Exercise description: Below are the records; count how many of their lines contain the word "each" and give that number only.

Records excerpted from a collection:
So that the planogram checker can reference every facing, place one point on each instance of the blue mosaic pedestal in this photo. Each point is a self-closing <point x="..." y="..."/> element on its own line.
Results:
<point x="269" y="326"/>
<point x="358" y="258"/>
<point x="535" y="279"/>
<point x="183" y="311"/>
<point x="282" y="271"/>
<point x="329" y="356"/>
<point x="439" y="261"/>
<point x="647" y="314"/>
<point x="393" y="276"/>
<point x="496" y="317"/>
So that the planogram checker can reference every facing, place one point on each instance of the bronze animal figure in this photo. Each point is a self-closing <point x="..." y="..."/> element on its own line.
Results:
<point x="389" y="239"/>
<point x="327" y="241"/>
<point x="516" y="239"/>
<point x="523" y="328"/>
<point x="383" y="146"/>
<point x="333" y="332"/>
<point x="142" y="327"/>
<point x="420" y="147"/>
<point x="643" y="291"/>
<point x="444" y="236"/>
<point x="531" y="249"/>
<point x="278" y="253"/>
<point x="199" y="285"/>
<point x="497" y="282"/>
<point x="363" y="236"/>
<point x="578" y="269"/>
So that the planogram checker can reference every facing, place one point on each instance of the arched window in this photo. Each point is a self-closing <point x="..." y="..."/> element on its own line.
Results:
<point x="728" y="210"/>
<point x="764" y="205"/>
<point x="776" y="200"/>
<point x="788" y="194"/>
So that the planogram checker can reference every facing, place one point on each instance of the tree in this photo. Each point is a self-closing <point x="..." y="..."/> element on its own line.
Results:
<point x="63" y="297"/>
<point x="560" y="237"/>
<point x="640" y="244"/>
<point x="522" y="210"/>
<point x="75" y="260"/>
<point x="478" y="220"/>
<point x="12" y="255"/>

Response area: 4